[EXERCISE TEXT]
=======
Refrigerator box, I mean: big-time fort.

Date: 2006-02-21 08:12 pm (UTC)
From: [identity profile] icarusancalion.livejournal.com
Let's see... there was a real generation gap between the parents. There could be only a five-year age difference between the adults, and their values would be completely changed.

You knew you had one of the "new" generation beatnik parents when:

- They had wheat bread instead of white, and margarine instead of butter. Their kids said words like "nutrition." For normal families white Wonder bread and tuna casserole was just fine.

- The kid had a lot of rules no one else had. For example, the weird parents restricted the TV-time, or didn't like their kid to watch certain violent shows. (There was a lot of parental disapproval about "The Dukes of Hazzard" being gratitously violent so that was the usual off-limits show.)

- Mom had lots of ideas about ERA or the "Equal Rights Ammendment." She didn't go to PTA or the local church but she was in therapy. And talked about it. A lot.

- The parents fought a lot rather than keeping a calm plastic exterior.

- Their kids were totally disinterested in smoking/pot/what-have-you even though they had easy access to it. It was what their parents did, so they didn't care.

- Their kids were on their own a lot more than most kids, and so while they were given a lot more rules to follow, they had to self-mandate. It was ironic but true that the very parents who interfered most in their kids' lives were around the least and much more self-involved. Mostly these kids hung out at their friends' houses.

Let's see, other Norman Rockwell-but-not aspects of the late 70s... oh yes. The ice cream trucks were everywhere, and kids saw nothing wrong with buying ice cream in front of their friend if they could get money for ice cream and their friend couldn't. So buying ice cream for your buddy (especially if mom didn't prompt you?) was the height of generosity.

But really, the kids from "normal" families really felt sorry for the kids with the "weird" parents.
=======
[THE DATA]
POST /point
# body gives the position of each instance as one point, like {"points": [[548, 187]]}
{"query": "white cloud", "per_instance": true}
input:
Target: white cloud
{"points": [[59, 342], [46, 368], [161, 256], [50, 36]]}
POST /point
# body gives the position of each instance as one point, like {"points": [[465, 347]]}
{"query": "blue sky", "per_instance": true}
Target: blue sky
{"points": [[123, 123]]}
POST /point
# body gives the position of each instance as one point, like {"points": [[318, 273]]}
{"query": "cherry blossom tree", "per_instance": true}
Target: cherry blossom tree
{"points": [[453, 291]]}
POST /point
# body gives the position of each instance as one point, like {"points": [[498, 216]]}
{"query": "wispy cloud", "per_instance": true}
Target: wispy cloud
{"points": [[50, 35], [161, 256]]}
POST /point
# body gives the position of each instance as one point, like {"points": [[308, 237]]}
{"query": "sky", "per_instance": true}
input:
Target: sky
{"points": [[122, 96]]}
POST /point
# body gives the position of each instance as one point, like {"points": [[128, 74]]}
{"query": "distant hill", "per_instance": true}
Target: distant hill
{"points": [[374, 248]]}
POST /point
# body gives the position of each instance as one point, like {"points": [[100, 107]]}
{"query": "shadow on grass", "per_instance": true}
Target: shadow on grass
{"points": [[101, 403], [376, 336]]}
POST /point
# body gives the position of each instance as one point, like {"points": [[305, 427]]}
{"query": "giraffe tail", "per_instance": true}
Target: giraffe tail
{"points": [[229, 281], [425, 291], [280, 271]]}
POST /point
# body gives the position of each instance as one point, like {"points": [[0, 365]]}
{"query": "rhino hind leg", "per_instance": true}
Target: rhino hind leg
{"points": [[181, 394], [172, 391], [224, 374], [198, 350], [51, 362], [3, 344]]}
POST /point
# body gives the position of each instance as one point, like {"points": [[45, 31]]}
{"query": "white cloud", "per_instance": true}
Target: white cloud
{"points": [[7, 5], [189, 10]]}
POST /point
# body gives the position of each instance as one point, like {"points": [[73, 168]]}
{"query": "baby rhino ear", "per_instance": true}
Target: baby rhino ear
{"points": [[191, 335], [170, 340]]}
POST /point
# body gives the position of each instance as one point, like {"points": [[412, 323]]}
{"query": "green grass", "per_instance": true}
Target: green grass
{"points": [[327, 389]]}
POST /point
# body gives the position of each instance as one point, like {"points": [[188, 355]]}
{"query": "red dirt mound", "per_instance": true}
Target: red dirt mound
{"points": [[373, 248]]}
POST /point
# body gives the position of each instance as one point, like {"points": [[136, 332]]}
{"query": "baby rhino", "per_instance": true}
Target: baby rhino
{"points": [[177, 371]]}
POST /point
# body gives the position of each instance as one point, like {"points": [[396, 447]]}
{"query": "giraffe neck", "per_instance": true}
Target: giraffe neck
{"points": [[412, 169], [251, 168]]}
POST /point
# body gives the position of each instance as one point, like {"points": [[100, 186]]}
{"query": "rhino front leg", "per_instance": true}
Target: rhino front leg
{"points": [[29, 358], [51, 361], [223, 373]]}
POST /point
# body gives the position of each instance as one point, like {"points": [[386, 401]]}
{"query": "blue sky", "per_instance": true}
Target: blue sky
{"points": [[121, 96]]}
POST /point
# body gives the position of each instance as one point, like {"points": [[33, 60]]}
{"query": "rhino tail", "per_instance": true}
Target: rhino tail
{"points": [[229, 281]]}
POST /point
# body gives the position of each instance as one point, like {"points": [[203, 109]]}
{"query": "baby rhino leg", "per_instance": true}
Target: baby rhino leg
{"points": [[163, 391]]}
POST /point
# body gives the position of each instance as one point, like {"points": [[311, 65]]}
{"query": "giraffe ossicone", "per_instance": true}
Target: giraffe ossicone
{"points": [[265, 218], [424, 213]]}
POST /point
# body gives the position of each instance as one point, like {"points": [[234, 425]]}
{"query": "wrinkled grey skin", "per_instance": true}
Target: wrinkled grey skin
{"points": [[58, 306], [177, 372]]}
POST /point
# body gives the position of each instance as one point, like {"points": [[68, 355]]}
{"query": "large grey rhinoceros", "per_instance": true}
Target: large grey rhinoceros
=======
[EXERCISE REQUIREMENTS]
Return the passage of the comment on late-70s parents that runs between "- The kid had" and "about it. A lot.", inclusive, copied word for word. You can set the listing aside; nothing in it is needed here.

[REPLY]
- The kid had a lot of rules no one else had. For example, the weird parents restricted the TV-time, or didn't like their kid to watch certain violent shows. (There was a lot of parental disapproval about "The Dukes of Hazzard" being gratitously violent so that was the usual off-limits show.)

- Mom had lots of ideas about ERA or the "Equal Rights Ammendment." She didn't go to PTA or the local church but she was in therapy. And talked about it. A lot.